What this task involves. Reproduce the passage on corporate concentration in American farming word for word, from "Because of rigged" to "several other states.".

Passage shown.
Less
than 15 cents of your food dollar now goes to American farmers.
Two
giants now control 60% of all raw milk processed nationwide in the
US— a concentration that works to suppress the farm price of milk.
But the processor monopoly is more severe than that number suggests.
Because of rigged marketing rules and the perishable nature of milk,
farmers sell regionally, and these markets are even more locked down
by the Big Two. The largest — Dean Foods, an $8 billion behemoth —
controls 90% of dairy markets in Wisconsin and Michigan, 70% in New
England and 70-90% in several other states.
The
Big Four processing/marketing giants control production of 55% of all
turkeys, 59% of chickens, 66% of hogs, 70% of soybeans, 80% of corn
and 84% of beef.
Two
corporations (John Deere and CNH Industrial) control nearly half the
U.S. farm machinery market. Aside from price, these manufacturers
gouge farmers with such devious ploys as prohibiting them or local
shops from repairing their own machines. Instead, the companies
mandate expensive, time-wasting reliance on often distant
dealerships.
In
1996, farmers (and gardeners) could buy from some 600 independent
seed companies in the U.S. By 2009, only 100 remained. By 2016, just
ten corporations controlled 75% of the global seed
market. And in the short time since, a series of megamergers has
essentially eliminated the competition: Dow Chemical took over
DuPont; ChemChina swallowed Syngenta, the Swiss biotech conglomerate;
Germany’s BASF bought out multiple seed producers; and Bayer, the
voracious German colossus, has been allowed to consume Monsanto.
Today, two-thirds of the world’s crop seed supply is controlled by
only four private entities — with Bayer controlling a quarter to a
third of the global seed market. In just two decades, U.S. farmers
have seen the price of seeds for major row crops nearly quadruple,
even as the pay they receive for raising those crops has plummeted.

Information given.

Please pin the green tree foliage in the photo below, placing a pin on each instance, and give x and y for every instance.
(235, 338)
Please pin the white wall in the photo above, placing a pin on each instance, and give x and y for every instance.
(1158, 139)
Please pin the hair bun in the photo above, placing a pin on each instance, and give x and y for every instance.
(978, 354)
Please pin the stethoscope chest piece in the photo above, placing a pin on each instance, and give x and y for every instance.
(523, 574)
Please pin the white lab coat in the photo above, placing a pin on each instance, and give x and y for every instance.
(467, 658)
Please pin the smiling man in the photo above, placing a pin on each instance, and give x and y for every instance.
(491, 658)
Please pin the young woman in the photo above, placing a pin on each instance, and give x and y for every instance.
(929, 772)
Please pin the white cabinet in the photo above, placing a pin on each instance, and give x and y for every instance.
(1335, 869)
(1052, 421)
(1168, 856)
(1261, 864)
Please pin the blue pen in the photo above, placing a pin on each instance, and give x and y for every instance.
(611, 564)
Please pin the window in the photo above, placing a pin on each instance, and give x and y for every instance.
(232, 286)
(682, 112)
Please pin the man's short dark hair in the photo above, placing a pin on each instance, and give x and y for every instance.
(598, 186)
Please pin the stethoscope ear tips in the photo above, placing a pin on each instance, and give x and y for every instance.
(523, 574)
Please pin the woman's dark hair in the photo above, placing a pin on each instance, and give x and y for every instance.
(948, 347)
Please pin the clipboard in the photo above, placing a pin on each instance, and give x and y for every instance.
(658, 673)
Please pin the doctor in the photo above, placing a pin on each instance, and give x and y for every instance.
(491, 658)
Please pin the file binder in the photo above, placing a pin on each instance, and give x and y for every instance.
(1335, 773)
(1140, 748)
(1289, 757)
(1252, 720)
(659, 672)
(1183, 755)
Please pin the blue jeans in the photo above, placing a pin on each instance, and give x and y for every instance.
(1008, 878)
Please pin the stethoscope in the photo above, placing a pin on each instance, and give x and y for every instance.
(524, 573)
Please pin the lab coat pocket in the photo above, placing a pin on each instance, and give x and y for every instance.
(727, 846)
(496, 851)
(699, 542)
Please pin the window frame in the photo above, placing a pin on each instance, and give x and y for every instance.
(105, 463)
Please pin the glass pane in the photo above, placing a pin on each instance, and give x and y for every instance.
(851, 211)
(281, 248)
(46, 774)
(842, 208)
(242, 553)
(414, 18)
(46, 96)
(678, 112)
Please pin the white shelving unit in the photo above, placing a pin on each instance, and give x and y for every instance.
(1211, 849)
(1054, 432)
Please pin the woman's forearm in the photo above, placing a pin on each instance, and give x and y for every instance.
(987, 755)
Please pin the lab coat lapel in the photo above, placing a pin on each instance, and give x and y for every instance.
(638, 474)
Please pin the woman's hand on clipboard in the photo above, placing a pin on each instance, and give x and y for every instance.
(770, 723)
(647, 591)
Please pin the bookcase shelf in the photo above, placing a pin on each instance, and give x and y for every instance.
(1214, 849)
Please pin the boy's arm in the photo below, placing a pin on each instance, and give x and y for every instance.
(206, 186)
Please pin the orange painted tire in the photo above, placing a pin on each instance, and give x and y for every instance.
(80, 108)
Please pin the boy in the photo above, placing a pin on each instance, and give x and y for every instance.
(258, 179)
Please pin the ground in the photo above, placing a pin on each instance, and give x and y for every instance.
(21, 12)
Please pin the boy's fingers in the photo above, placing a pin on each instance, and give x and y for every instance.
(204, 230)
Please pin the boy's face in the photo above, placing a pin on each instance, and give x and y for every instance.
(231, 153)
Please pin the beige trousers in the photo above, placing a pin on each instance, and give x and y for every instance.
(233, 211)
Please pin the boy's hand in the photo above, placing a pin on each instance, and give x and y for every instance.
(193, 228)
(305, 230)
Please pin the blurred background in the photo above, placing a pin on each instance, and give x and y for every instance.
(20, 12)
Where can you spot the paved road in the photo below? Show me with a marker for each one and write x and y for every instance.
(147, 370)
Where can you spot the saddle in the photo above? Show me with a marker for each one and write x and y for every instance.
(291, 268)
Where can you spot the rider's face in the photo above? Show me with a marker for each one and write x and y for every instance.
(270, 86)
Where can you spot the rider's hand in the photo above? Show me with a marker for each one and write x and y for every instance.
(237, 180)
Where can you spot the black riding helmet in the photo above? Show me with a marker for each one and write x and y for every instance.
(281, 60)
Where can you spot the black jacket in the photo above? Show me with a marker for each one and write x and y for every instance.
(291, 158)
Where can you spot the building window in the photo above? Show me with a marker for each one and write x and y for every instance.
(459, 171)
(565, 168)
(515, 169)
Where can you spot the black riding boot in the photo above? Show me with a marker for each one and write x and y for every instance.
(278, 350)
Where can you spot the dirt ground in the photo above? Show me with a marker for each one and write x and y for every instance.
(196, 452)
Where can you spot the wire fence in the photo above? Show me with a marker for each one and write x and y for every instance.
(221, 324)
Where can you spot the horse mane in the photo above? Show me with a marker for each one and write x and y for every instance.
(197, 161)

Answer to this exercise.
Because of rigged marketing rules and the perishable nature of milk,
farmers sell regionally, and these markets are even more locked down
by the Big Two. The largest — Dean Foods, an $8 billion behemoth —
controls 90% of dairy markets in Wisconsin and Michigan, 70% in New
England and 70-90% in several other states.